= Your task =
Will you copy the rows below word for word, starting at the very first one and ending with the line that contains "positive clicks: (138, 351)", both ends included, and omit the pictures from your reply?

= Information supplied =
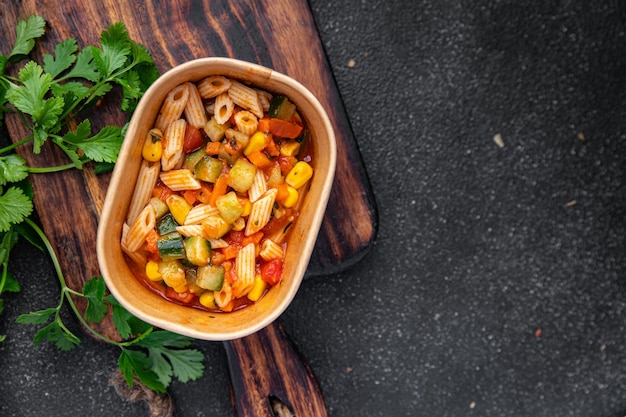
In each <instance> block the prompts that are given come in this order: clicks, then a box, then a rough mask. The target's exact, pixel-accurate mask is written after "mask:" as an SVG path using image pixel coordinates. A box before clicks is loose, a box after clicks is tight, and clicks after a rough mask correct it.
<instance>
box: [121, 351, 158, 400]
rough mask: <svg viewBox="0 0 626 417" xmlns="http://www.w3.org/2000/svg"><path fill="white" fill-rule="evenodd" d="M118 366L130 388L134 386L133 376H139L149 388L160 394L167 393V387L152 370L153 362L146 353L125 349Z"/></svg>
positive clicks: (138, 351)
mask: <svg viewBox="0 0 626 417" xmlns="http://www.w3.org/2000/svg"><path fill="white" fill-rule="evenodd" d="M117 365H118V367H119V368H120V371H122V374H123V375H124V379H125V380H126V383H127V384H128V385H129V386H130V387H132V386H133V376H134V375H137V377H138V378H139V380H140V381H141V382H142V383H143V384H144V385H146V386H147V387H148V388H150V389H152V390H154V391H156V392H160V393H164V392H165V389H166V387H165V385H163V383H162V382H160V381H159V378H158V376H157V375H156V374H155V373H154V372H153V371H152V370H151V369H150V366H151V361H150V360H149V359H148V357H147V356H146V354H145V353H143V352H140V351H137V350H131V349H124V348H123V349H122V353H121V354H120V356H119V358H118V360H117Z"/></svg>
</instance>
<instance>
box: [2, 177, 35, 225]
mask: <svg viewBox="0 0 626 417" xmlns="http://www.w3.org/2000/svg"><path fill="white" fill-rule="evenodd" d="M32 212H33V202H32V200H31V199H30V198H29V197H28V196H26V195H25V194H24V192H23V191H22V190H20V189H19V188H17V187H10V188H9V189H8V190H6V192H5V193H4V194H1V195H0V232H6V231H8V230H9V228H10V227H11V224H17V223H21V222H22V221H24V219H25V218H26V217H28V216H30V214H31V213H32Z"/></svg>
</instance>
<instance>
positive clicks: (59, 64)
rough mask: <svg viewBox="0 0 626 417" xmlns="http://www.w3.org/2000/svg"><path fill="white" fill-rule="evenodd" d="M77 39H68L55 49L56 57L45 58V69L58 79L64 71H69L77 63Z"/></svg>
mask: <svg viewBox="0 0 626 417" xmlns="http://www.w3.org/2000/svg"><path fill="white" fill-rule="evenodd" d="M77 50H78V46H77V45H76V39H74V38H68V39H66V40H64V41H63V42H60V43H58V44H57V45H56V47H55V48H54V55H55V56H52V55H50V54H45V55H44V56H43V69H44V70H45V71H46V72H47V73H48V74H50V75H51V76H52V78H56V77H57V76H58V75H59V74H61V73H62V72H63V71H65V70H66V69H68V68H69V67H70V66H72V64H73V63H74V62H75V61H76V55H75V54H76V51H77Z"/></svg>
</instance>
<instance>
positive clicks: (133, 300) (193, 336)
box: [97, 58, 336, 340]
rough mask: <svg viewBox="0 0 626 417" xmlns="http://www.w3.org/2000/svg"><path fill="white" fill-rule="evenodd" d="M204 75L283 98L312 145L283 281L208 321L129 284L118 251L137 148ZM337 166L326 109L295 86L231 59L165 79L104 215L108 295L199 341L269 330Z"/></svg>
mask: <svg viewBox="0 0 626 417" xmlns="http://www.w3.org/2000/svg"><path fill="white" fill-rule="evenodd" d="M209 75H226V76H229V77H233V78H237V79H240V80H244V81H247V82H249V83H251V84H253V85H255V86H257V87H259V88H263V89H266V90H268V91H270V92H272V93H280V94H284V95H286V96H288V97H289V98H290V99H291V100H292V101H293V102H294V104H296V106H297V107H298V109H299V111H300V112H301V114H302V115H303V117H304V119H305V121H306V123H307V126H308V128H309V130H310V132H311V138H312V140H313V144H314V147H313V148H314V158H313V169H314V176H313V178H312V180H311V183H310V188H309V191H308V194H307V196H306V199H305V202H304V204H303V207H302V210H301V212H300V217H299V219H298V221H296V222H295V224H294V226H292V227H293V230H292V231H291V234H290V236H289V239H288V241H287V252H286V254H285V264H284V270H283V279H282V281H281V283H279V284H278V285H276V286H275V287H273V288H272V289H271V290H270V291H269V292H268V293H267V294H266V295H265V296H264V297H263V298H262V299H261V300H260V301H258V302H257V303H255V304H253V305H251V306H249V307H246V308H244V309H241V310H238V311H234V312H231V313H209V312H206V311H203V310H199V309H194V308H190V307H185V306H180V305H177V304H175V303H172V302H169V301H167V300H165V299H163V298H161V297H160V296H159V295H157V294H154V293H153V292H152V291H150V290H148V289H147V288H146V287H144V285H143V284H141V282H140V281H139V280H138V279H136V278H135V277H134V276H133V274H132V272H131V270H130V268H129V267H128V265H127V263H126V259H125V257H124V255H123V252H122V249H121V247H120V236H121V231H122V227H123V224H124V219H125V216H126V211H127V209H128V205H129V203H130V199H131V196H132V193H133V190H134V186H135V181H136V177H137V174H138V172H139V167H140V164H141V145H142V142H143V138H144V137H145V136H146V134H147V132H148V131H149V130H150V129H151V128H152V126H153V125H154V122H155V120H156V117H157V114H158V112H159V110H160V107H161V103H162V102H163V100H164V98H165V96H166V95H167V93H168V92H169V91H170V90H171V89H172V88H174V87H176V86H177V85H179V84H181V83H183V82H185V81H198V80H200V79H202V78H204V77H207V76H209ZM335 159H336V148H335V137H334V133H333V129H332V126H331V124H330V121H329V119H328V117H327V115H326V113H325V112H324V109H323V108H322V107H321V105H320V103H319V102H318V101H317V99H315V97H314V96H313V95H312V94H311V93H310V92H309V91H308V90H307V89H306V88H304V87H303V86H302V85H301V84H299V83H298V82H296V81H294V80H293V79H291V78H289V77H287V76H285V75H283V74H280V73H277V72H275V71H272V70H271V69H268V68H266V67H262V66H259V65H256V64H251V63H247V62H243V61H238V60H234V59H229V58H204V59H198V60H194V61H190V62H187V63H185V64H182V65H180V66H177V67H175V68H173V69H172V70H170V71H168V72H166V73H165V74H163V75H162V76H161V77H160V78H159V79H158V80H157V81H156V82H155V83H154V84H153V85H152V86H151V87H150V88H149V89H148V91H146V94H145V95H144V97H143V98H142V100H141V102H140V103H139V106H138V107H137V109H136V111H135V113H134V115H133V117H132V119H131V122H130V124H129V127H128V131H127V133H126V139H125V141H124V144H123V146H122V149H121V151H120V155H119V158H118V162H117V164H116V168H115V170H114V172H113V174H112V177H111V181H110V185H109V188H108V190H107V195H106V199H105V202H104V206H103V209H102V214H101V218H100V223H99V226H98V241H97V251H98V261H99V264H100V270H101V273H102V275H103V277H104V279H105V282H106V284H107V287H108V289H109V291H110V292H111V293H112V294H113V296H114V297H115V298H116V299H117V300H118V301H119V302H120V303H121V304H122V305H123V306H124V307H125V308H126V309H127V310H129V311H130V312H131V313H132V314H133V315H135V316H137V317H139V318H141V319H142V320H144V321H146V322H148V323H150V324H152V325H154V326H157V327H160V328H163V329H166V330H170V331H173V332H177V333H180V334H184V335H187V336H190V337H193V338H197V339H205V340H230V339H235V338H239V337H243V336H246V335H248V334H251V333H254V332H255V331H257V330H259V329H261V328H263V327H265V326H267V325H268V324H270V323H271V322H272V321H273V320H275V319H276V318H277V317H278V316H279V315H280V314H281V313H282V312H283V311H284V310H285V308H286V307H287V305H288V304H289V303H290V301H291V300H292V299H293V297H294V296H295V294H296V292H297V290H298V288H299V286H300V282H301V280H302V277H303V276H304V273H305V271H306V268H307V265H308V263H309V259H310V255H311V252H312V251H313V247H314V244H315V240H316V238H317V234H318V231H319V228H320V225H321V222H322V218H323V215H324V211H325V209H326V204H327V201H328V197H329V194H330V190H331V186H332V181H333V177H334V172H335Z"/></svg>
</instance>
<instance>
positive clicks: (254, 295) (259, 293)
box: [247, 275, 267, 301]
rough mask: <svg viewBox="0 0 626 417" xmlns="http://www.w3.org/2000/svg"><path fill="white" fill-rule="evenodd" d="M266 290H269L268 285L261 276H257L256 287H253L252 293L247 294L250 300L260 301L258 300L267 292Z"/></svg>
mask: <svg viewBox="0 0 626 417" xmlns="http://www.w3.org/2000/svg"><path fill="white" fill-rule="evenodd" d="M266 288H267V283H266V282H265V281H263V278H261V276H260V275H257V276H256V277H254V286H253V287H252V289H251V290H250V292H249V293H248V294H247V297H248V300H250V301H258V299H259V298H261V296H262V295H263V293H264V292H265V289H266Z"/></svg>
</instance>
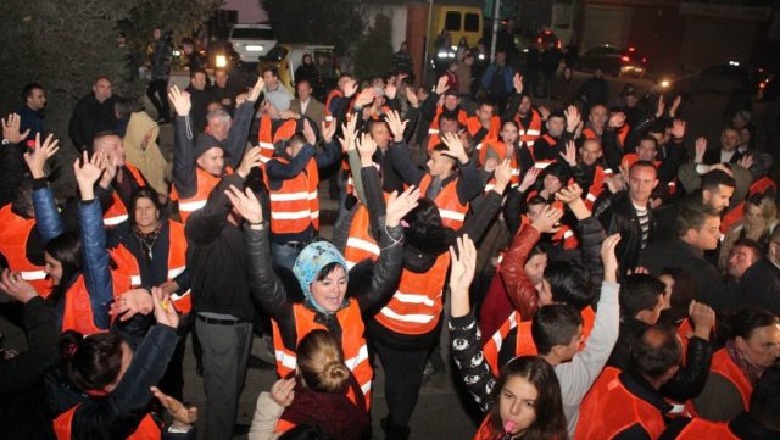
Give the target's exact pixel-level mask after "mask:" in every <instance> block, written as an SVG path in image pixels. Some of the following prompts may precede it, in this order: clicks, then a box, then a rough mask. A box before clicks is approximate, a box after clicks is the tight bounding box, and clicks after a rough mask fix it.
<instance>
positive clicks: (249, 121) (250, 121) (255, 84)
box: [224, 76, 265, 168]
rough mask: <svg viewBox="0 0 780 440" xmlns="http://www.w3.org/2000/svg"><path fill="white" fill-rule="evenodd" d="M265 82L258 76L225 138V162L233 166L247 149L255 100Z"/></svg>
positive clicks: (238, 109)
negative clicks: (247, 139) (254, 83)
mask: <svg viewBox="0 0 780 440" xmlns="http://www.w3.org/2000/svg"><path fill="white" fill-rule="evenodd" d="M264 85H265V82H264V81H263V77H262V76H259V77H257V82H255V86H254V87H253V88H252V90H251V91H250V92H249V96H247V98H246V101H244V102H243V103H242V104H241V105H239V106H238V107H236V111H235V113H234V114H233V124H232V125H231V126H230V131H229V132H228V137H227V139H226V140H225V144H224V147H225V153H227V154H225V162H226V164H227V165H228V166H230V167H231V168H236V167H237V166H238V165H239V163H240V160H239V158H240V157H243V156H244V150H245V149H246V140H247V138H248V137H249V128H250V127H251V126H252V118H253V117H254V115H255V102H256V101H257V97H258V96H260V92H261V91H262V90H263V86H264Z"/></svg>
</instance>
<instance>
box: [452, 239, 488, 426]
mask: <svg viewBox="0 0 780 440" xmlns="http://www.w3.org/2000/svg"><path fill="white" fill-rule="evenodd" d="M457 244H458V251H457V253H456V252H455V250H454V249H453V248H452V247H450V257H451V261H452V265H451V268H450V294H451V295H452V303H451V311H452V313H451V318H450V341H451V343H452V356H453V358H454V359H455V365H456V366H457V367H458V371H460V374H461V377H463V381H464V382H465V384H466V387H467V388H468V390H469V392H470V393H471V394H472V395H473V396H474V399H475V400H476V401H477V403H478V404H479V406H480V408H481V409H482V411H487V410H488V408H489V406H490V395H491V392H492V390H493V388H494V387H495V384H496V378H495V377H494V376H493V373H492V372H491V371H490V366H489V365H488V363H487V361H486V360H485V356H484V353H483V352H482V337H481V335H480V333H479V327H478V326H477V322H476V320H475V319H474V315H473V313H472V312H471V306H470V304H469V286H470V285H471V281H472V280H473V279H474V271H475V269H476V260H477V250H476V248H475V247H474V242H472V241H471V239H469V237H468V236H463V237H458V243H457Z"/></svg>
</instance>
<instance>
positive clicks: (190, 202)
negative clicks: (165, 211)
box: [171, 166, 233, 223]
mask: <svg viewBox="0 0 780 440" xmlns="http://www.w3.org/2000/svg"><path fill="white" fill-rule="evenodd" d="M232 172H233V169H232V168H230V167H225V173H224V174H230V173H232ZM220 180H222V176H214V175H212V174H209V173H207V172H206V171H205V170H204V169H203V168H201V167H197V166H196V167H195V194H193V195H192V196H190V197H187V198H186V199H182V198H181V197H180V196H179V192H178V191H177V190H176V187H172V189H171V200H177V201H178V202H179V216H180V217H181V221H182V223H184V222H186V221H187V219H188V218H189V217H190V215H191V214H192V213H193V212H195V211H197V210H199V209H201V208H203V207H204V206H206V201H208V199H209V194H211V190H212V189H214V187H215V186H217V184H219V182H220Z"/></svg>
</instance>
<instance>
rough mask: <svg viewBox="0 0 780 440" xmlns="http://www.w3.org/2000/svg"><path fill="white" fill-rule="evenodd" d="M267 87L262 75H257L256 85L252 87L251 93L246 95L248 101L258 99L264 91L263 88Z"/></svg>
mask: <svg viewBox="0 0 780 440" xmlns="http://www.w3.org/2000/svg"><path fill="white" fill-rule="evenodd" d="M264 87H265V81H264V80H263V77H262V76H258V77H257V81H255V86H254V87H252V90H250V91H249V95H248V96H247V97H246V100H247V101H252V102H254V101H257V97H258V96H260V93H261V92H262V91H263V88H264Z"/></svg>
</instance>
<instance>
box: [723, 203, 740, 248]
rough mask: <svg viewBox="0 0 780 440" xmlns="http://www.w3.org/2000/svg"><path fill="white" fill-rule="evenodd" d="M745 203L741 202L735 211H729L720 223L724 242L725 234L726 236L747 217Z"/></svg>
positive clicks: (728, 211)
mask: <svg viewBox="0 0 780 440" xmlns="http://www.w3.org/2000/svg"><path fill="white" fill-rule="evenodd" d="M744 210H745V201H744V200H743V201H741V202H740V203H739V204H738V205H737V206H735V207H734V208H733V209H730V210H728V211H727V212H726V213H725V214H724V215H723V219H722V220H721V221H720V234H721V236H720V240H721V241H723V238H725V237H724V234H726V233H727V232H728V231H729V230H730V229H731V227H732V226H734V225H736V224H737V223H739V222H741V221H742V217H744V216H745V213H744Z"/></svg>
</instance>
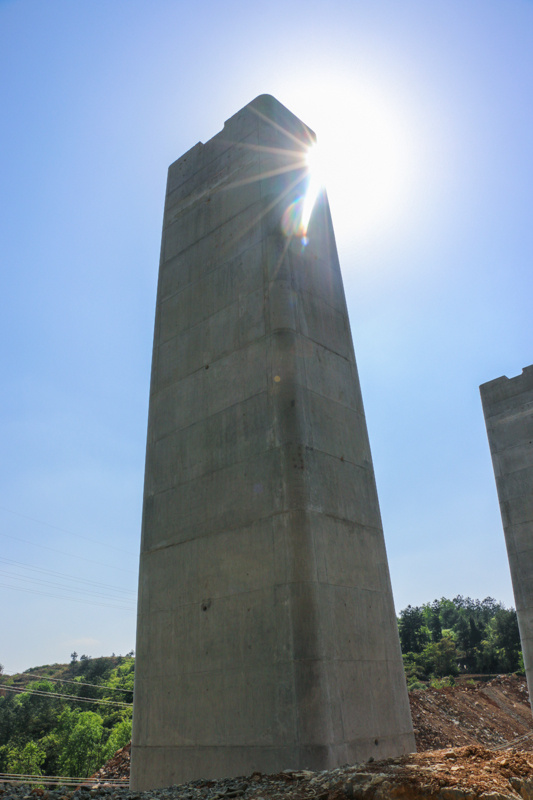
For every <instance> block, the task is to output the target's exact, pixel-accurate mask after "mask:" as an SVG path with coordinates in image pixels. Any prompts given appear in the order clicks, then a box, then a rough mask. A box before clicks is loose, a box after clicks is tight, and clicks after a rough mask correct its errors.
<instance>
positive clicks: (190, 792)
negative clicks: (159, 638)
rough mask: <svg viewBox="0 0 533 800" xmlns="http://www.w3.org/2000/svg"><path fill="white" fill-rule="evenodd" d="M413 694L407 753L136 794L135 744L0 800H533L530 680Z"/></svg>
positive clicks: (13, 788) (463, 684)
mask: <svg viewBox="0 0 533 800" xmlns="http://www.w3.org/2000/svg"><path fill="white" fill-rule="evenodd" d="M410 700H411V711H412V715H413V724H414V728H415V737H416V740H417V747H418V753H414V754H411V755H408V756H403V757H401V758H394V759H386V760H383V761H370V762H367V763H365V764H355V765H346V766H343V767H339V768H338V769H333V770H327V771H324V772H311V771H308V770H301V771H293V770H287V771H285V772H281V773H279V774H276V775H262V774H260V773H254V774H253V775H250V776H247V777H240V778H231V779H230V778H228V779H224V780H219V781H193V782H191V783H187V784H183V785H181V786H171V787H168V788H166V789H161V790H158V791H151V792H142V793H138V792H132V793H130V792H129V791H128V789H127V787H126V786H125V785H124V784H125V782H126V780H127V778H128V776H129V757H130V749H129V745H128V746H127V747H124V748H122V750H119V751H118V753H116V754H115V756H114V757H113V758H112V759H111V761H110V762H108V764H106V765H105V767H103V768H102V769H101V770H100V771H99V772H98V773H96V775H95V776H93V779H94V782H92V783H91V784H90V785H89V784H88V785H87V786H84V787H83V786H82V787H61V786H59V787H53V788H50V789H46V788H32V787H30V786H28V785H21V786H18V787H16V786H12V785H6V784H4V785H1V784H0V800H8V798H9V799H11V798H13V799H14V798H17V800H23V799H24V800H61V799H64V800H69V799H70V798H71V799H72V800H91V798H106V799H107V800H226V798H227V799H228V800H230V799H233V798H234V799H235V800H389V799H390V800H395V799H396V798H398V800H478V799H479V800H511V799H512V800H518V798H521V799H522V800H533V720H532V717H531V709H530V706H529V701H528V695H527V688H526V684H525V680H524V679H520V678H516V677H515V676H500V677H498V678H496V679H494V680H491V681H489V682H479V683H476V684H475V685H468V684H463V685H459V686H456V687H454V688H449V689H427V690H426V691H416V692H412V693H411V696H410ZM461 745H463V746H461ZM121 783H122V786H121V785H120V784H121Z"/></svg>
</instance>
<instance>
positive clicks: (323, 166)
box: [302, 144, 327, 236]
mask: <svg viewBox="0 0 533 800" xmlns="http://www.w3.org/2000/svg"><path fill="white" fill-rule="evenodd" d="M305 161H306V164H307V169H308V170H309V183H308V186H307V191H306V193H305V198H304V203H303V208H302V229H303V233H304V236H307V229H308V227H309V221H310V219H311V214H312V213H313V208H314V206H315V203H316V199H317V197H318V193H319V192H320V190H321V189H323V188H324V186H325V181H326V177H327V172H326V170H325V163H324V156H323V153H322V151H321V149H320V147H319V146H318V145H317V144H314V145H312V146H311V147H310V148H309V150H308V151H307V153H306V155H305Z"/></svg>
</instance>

= Answer space =
In each <instance> block the prompts that are given come in this order: clicks, then a box, then a rough mask. The target's exact, pixel-accurate mask is written after "mask:" as an SVG path using image pixel coordinates. A box before clicks is loose, a box after clicks is tight, and clicks after a rough mask correct it.
<instance>
box: [121, 351, 158, 400]
rough mask: <svg viewBox="0 0 626 417" xmlns="http://www.w3.org/2000/svg"><path fill="white" fill-rule="evenodd" d="M118 366L130 388L134 386L133 376H139L149 388L160 394L167 393V387L152 370L153 362L146 353L125 349Z"/></svg>
positive clicks: (138, 351)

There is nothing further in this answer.